Goal of the exercise: Give back exactly the first lines of the entries below, through the line with "463 322 L 351".

Data for processing:

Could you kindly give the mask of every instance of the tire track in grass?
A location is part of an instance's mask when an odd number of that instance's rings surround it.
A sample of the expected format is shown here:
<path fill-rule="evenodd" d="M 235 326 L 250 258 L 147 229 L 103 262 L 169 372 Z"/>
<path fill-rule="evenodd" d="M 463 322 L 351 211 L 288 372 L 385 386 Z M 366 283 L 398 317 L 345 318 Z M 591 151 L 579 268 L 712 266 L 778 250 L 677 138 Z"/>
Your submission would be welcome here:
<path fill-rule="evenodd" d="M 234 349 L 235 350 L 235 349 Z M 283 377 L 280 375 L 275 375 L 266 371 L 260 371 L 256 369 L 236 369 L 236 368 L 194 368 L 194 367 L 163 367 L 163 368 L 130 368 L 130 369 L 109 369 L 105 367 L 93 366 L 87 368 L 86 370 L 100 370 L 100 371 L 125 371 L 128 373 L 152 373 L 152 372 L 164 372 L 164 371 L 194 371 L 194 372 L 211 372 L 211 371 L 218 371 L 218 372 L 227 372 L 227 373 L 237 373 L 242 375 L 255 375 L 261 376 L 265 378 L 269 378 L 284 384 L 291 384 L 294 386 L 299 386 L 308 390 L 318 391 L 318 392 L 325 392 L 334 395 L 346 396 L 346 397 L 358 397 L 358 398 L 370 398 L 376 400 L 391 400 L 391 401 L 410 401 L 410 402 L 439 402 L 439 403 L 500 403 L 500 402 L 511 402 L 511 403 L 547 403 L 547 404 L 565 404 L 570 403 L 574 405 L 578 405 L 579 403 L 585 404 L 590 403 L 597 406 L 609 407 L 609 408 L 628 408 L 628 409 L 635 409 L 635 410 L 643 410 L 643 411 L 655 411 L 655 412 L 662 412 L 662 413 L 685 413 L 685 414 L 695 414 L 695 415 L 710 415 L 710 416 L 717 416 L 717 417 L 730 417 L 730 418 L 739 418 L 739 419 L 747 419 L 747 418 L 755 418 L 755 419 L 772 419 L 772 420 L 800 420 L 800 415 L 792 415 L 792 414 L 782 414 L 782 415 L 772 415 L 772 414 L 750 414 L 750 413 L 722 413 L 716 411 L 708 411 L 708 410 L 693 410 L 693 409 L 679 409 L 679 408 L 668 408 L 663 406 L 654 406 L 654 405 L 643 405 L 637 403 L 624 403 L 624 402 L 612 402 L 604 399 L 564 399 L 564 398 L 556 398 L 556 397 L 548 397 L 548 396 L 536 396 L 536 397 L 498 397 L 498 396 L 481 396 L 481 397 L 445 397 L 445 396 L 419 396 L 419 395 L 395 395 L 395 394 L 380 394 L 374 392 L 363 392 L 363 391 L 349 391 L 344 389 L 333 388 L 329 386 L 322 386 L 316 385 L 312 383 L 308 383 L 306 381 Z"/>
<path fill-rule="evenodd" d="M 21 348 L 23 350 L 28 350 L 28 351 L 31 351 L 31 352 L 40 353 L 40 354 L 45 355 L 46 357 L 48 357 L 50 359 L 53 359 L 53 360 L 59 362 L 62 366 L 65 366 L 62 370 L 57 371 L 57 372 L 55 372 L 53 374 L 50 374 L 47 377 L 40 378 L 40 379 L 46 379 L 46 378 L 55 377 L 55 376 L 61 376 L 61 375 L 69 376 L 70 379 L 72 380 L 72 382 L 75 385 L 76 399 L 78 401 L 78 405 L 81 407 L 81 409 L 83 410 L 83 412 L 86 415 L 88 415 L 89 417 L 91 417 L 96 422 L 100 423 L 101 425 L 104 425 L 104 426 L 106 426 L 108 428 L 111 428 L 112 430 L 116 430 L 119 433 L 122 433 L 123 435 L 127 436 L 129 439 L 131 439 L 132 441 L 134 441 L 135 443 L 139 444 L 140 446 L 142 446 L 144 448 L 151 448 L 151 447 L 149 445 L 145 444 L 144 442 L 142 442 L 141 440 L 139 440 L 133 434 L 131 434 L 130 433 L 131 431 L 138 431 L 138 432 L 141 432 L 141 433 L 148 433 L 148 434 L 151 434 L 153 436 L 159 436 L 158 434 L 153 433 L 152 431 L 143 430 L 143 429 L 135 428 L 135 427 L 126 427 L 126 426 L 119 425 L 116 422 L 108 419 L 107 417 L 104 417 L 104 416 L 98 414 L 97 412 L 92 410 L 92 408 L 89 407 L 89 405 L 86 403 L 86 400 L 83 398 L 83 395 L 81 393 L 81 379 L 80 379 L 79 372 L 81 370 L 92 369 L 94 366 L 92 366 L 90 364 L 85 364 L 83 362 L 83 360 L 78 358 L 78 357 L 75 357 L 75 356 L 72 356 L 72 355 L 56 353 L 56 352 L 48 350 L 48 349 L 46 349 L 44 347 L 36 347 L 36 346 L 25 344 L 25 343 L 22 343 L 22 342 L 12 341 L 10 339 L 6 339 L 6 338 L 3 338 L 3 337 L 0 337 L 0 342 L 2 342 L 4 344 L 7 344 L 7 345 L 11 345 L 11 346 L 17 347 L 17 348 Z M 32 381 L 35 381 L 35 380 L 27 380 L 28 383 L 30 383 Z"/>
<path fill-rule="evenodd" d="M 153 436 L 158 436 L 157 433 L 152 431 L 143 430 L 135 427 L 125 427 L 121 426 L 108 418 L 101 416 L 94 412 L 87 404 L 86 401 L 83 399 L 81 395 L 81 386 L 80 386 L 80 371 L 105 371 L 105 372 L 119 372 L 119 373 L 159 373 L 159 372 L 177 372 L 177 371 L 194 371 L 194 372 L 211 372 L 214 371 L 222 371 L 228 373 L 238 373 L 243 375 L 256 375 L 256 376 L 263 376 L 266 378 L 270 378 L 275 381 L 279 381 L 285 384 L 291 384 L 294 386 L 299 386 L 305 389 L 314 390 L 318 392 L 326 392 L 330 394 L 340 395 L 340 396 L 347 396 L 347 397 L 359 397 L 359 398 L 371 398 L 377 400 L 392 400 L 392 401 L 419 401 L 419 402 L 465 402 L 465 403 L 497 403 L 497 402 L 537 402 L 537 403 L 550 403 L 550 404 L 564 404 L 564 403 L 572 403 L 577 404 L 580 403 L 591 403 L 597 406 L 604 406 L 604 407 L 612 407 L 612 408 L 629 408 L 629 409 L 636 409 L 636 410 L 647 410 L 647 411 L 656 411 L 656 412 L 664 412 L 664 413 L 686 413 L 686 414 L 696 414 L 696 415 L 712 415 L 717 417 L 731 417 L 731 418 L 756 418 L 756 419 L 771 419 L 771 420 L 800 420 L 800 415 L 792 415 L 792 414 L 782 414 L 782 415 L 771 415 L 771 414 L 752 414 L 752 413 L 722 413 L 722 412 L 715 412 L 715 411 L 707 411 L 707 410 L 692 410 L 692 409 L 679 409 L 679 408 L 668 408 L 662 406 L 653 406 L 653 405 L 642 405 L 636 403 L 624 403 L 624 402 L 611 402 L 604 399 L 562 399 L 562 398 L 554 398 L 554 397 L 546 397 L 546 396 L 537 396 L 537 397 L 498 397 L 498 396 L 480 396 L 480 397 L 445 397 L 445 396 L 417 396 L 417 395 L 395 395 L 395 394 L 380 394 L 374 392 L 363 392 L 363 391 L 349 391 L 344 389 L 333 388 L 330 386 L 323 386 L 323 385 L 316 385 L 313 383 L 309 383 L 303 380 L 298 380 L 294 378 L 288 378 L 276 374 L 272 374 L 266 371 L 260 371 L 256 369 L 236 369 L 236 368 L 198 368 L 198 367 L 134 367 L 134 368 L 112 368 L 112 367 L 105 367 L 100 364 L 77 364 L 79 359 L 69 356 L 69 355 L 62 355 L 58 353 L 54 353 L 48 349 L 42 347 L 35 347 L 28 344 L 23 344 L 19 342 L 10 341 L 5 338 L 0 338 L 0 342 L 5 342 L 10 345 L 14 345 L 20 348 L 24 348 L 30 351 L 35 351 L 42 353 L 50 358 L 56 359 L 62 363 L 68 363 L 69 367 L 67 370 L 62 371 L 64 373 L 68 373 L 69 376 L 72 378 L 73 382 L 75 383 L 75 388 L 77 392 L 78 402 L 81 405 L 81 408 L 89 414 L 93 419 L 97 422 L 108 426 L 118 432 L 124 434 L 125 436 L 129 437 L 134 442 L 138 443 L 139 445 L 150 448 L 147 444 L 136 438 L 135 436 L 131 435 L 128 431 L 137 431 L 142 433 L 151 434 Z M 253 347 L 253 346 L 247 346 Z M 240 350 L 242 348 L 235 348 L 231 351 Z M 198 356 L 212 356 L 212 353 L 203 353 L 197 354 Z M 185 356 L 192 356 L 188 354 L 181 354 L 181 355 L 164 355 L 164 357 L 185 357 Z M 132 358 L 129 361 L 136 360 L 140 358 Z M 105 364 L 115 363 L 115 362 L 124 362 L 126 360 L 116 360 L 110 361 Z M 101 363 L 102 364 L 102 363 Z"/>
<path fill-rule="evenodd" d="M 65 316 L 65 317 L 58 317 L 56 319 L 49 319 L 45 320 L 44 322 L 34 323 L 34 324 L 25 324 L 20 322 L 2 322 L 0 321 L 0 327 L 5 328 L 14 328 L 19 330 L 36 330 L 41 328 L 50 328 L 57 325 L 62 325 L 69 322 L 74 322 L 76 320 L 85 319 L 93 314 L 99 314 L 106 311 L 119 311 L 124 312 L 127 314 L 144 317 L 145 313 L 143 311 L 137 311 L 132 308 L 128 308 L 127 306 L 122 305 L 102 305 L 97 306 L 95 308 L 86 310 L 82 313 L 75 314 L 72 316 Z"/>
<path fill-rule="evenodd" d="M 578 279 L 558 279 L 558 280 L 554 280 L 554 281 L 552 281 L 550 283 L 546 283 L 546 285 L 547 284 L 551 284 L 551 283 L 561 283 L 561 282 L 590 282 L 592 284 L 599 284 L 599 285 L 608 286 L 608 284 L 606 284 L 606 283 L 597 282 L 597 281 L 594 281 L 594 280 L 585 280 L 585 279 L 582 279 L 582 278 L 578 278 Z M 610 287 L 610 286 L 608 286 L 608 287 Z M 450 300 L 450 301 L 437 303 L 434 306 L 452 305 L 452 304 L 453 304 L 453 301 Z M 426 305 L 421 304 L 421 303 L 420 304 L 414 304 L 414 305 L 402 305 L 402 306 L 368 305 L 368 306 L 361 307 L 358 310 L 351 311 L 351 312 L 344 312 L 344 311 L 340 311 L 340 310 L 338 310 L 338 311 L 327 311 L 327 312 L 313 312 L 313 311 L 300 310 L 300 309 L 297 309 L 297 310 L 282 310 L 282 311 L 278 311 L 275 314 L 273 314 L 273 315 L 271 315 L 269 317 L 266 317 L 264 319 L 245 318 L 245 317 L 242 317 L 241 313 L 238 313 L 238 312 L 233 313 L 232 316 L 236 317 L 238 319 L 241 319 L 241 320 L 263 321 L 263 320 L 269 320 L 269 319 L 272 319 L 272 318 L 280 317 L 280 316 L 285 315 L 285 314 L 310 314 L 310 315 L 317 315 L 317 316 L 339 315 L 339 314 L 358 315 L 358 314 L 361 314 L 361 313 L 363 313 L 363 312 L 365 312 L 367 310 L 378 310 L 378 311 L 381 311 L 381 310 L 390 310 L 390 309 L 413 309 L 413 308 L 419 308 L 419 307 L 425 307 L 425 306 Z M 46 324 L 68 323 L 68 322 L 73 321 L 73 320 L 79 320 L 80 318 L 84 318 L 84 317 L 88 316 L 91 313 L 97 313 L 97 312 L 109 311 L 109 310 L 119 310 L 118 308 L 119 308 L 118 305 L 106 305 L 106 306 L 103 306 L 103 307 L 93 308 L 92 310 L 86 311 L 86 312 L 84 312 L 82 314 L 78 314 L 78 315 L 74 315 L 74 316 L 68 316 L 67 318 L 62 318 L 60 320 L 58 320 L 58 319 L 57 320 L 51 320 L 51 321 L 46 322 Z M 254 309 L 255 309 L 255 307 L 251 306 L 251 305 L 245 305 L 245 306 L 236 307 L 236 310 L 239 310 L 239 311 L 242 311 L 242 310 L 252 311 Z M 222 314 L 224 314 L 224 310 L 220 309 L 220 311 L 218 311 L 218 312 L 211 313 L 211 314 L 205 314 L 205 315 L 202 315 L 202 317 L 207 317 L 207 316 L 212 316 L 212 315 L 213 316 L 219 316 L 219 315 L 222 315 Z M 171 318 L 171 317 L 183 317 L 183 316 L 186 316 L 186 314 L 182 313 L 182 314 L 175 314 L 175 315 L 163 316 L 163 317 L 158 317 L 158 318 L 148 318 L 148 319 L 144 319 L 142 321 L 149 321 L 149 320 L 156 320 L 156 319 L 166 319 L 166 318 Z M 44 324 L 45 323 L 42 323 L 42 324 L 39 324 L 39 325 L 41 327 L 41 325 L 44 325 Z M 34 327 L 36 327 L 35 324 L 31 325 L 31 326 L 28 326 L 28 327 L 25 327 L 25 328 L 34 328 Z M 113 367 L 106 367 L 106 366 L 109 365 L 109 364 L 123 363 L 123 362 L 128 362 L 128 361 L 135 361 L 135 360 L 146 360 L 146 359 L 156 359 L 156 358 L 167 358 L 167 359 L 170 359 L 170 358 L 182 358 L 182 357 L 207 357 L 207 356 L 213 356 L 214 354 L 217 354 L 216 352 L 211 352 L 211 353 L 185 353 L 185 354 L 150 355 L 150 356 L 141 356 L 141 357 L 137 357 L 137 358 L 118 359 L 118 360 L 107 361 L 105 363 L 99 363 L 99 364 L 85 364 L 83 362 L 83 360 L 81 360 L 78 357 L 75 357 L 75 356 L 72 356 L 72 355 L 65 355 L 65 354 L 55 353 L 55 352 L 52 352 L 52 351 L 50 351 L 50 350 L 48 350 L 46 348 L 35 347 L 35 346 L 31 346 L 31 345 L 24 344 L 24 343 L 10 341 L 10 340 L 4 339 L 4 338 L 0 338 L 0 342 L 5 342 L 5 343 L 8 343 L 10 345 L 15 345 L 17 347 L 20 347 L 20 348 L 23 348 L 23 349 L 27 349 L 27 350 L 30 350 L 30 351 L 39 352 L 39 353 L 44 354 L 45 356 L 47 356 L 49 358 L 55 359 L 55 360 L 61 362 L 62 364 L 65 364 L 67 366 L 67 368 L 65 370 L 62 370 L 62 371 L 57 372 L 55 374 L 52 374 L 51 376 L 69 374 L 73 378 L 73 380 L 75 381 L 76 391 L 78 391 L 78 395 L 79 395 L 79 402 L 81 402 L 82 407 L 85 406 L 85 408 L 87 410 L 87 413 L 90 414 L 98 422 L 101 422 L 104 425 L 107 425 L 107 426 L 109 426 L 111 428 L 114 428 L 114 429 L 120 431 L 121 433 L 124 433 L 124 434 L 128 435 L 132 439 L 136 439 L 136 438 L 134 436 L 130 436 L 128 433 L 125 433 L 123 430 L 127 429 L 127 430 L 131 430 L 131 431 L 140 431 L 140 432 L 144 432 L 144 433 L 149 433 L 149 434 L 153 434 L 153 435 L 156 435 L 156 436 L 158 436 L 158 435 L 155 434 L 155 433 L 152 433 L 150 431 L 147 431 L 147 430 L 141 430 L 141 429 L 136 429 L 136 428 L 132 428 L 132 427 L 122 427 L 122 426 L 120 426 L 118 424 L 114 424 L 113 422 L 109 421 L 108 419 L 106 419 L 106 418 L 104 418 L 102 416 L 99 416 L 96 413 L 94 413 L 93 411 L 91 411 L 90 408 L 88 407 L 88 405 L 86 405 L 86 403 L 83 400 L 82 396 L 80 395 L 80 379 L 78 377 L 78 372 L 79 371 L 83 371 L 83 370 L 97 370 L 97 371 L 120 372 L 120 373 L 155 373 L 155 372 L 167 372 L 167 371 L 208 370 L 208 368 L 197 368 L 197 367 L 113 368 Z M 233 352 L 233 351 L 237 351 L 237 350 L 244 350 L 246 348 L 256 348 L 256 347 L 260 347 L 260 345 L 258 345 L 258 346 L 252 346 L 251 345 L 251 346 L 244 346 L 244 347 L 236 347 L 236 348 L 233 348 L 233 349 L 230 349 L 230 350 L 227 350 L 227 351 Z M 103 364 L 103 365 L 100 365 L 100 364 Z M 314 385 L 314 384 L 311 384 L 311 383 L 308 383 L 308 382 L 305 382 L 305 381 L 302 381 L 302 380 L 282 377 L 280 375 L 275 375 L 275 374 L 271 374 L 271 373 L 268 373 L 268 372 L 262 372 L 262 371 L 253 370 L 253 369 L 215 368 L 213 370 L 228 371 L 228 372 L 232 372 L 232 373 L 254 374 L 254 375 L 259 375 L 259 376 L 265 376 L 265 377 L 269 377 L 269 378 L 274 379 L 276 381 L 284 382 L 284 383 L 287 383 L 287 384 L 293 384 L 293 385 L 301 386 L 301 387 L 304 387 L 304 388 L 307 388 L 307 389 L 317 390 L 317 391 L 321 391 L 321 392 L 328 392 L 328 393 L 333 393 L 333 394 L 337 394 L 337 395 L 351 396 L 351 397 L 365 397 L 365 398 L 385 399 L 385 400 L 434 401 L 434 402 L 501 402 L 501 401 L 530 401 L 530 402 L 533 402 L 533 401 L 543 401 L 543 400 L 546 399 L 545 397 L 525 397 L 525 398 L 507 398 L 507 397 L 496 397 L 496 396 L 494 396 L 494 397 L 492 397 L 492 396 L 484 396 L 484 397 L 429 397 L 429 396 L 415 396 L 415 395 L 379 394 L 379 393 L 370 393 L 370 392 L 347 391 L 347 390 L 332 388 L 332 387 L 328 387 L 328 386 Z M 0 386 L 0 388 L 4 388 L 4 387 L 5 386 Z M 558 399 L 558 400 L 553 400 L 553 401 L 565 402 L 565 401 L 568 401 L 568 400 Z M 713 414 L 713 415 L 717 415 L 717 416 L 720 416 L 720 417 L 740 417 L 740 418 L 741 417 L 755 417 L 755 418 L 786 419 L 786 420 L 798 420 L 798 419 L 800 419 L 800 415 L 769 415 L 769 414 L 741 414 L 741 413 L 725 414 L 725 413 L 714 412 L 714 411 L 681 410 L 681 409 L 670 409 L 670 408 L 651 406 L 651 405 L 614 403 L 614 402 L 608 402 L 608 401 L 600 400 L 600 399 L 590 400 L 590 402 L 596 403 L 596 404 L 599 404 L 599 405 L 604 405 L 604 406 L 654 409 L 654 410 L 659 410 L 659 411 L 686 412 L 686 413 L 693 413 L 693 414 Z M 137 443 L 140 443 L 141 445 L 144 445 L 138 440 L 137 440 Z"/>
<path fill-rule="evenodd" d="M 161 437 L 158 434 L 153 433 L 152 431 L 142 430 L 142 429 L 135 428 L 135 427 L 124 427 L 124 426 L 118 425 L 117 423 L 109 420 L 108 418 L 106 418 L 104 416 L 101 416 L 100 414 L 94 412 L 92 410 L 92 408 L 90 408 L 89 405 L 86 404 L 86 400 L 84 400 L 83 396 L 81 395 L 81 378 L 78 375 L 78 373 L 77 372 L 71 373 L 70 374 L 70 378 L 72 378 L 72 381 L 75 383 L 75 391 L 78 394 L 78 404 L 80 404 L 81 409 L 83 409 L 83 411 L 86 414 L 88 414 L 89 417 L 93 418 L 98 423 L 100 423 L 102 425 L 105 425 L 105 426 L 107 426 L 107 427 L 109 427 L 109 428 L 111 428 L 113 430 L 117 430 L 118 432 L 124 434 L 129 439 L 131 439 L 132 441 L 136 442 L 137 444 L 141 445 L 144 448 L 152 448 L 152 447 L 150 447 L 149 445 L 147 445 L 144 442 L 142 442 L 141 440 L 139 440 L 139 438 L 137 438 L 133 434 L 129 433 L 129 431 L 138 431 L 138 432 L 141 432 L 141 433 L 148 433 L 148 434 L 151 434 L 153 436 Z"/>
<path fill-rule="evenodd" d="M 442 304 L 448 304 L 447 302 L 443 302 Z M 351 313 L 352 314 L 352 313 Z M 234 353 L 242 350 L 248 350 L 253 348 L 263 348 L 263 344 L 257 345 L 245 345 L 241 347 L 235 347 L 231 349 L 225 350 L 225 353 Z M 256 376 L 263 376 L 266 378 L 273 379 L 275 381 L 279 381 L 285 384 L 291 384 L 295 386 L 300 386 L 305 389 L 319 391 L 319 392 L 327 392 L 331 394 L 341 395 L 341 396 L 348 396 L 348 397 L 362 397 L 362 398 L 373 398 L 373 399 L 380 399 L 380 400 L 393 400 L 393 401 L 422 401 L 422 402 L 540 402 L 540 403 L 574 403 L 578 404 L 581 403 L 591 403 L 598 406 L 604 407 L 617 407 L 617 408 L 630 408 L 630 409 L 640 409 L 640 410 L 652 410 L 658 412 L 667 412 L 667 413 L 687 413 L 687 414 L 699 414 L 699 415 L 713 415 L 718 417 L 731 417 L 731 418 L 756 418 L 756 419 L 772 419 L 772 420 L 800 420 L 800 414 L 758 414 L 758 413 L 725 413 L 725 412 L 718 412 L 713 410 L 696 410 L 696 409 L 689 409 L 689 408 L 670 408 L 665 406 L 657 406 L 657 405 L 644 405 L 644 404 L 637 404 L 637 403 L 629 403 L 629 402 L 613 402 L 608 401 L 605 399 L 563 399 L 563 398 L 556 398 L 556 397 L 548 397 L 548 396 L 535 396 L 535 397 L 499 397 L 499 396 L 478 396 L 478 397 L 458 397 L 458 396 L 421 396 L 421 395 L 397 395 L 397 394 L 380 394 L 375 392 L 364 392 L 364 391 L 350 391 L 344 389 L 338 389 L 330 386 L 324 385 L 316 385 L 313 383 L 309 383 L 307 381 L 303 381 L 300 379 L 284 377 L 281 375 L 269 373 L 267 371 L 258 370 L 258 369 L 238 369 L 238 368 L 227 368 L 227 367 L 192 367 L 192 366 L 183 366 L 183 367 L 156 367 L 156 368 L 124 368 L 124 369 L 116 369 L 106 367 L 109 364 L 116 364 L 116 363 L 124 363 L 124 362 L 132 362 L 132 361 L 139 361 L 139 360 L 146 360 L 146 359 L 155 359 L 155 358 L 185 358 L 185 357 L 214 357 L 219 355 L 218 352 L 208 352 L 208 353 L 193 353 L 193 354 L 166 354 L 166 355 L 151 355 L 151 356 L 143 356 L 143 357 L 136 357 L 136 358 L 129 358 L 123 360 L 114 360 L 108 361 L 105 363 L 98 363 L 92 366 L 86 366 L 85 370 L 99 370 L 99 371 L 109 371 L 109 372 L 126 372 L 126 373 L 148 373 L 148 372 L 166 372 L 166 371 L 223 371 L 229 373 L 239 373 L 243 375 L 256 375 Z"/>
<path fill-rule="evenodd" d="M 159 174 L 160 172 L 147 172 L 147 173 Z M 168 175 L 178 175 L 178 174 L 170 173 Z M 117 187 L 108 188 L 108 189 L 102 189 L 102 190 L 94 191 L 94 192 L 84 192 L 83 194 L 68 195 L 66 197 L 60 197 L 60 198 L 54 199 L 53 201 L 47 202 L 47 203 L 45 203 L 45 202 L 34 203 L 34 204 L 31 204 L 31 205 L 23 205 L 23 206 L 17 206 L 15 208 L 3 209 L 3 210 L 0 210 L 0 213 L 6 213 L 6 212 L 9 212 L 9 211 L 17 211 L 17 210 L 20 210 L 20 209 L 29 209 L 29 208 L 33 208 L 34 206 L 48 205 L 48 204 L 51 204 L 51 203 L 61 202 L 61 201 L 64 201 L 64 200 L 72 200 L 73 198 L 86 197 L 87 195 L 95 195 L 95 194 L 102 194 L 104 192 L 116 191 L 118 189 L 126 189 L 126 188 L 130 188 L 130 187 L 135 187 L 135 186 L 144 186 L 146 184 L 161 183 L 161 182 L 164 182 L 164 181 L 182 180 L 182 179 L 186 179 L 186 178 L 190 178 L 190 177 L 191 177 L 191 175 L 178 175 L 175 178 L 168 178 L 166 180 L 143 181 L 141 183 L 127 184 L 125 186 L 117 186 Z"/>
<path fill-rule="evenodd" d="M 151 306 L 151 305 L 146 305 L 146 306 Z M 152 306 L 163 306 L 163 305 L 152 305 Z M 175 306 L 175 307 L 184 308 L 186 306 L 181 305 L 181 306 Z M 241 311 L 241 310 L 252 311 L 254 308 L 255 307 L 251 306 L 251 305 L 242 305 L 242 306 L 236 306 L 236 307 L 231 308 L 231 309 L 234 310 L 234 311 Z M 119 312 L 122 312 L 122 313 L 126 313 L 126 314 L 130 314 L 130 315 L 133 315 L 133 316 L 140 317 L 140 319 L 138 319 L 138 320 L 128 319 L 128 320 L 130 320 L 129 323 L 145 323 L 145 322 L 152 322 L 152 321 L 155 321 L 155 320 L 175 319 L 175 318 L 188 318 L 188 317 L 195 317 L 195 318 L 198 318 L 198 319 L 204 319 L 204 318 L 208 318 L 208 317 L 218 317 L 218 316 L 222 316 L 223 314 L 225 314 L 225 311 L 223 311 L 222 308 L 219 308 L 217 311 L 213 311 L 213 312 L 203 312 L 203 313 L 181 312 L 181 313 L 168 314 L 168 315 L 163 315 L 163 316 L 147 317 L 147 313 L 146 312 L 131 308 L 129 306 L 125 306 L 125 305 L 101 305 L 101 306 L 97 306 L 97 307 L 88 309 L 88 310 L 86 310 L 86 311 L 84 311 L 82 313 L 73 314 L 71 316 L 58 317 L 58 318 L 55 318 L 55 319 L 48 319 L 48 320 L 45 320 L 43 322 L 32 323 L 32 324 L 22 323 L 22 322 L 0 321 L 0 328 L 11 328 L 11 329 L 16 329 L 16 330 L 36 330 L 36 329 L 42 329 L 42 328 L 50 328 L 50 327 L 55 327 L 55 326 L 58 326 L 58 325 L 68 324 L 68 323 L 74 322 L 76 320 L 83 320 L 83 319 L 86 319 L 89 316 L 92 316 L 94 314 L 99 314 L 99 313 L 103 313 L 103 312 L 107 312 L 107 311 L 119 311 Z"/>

Answer to this exercise:
Could you kindly give the mask of every instance of the tire track in grass?
A location is part of an instance's mask when an odd number of that instance's rings surround it.
A sample of the expected format is shown here:
<path fill-rule="evenodd" d="M 235 326 L 250 258 L 147 229 L 103 262 L 169 372 Z"/>
<path fill-rule="evenodd" d="M 463 322 L 351 211 L 288 372 L 385 386 Z M 366 283 L 398 317 L 345 318 Z M 591 151 L 579 268 L 712 266 L 778 250 L 677 138 Z"/>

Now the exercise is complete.